╭─ ИЗБРАННЫЙ ФРАГМЕНТ

Без барьеров? О новой выставке в Русском музее

Dec 28, 2012 16:02




"Без барьеров. Российское искусство 1985-2000". Фрагмент экспозиции. ГРМ, декабрь 2012
© Фото Я. Кальменс

Русский музей в декабре 2012 года открыл в корпусе Бенуа выставку «Без барьеров. Российское искусство 1985-2000», завершающую серию показов 1994 и 2006 годов, посвящённых искусству ХХ века. На этот раз музей предложил зрителям собственное видение российского искусства последнего пятнадцатилетия.

И масштаб выставки, и подача материала существенно отличались от «бинарной схемы экспозиции» (выражение Л. Мочалова), принятой в 2006 году на предыдущей выставке «Время перемен. Искусство 1960-1980», когда в одном крыле корпуса Бенуа экспонировались работы «официальных» художников, а в другом «нонконформистов», что зрелищно подчёркивало драматургию «Времени перемен», некие его несомненные реалии. И уж во всяком случае, то видение искусства 1960-1980 годов, которое нам предлагали устроители выставки.

Нынешняя выставка уместилась в одном крыле, при этом работы старых «официальных» художников сиротливо жались в хвосте экспозиции, безраздельно отданной новоявленному «официозу» и «нонконформизму» из собрания музея, а также предоставленного рядом организаций и частных лиц. О замыслах и муках, в которых рождалась концепция выставки, судить трудно. На деле же получилась забавная пародия на московско-питерскую тусовку, разбавленную «письмами издалека» (Э. Булатов, О. Кулик, И. Кабаков) и несколькими образчиками позднего соцреализма (А. Мыльников, Е. Моисеенко, Г. Коржев, Л. Кабачек, А. Яковлев).


В отличие от первых выставок («Агитация за счастье», 1994, «Время перемен. Искусство 1960-1980», 2006), эта открылась и проходит без помпы и излишнего шума, скорее незаметно, сопровождаемая едкими выпадами, как справа, так и слева. Нечасто встретишь и столь редкое зрительское единодушие в книге отзывов. Конечно, петербургский зритель ещё не до конца замучен дрессурой и не вполне подготовлен к восприятию «современного искусства». Но критика выставки идёт даже с крайне левого фланга.

╰─
╭─ ФРАГМЕНТ НАБОРА ДАННЫХ

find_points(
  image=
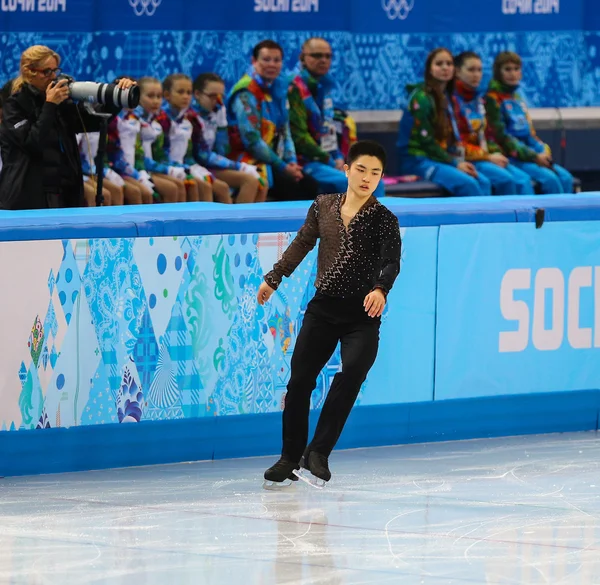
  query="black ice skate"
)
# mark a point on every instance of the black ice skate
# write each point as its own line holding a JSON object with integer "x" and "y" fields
{"x": 281, "y": 474}
{"x": 314, "y": 470}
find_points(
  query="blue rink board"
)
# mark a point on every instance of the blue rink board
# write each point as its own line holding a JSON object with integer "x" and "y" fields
{"x": 185, "y": 219}
{"x": 101, "y": 447}
{"x": 95, "y": 447}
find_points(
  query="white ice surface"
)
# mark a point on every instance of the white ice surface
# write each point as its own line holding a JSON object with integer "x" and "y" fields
{"x": 522, "y": 510}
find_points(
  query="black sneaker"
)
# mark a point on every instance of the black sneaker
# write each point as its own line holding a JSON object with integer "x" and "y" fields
{"x": 282, "y": 471}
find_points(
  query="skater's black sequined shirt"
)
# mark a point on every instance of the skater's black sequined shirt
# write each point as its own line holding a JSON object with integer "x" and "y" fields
{"x": 352, "y": 261}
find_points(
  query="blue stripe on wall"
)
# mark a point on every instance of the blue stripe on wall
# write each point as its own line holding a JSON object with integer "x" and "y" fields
{"x": 109, "y": 446}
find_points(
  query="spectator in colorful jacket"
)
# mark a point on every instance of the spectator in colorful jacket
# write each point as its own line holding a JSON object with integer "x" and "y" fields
{"x": 259, "y": 130}
{"x": 429, "y": 143}
{"x": 210, "y": 140}
{"x": 480, "y": 149}
{"x": 123, "y": 133}
{"x": 312, "y": 118}
{"x": 177, "y": 149}
{"x": 513, "y": 130}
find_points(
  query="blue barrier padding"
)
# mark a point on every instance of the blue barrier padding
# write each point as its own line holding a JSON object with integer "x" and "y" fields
{"x": 124, "y": 445}
{"x": 181, "y": 219}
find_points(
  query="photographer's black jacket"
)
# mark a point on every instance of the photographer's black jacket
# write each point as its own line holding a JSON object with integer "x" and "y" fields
{"x": 41, "y": 163}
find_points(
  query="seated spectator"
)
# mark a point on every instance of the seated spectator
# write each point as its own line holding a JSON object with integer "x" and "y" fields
{"x": 429, "y": 143}
{"x": 480, "y": 149}
{"x": 345, "y": 127}
{"x": 210, "y": 140}
{"x": 150, "y": 156}
{"x": 42, "y": 165}
{"x": 513, "y": 130}
{"x": 312, "y": 118}
{"x": 178, "y": 150}
{"x": 123, "y": 134}
{"x": 259, "y": 127}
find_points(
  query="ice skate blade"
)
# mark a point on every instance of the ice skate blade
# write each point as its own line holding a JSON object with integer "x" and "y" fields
{"x": 276, "y": 486}
{"x": 312, "y": 480}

╰─

#### ЗАДАНИЯ:
1: Перескажите короче абзац статьи о выставке «Без барьеров», который начинается словами «Нынешняя выставка уместилась в одном крыле». Основные факты должны остаться.
2: Перепишите из статьи о выставке «Без барьеров» фрагмент от слов «Русский музей в» вплоть до слов «искусства последнего пятнадцатилетия.» включительно.

#### ПИСЬМЕННЫЕ ОТВЕТЫ:
1: Выставка заняла одно крыло. Работы старых «официальных» художников оказались в хвосте экспозиции. Основную ее часть составили новый «официоз» и «нонконформизм» из собрания музея, а также работы, предоставленные организациями и частными лицами. О том, как рождалась концепция, судить трудно. В итоге получилась забавная пародия на московско-питерскую тусовку. Ее разбавили «письма издалека» (Э. Булатов, О. Кулик, И. Кабаков) и несколько образчиков позднего соцреализма (А. Мыльников, Е. Моисеенко, Г. Коржев, Л. Кабачек, А. Яковлев).

2:
Русский музей в декабре 2012 года открыл в корпусе Бенуа выставку «Без барьеров. Российское искусство 1985-2000», завершающую серию показов 1994 и 2006 годов, посвящённых искусству ХХ века. На этот раз музей предложил зрителям собственное видение российского искусства последнего пятнадцатилетия.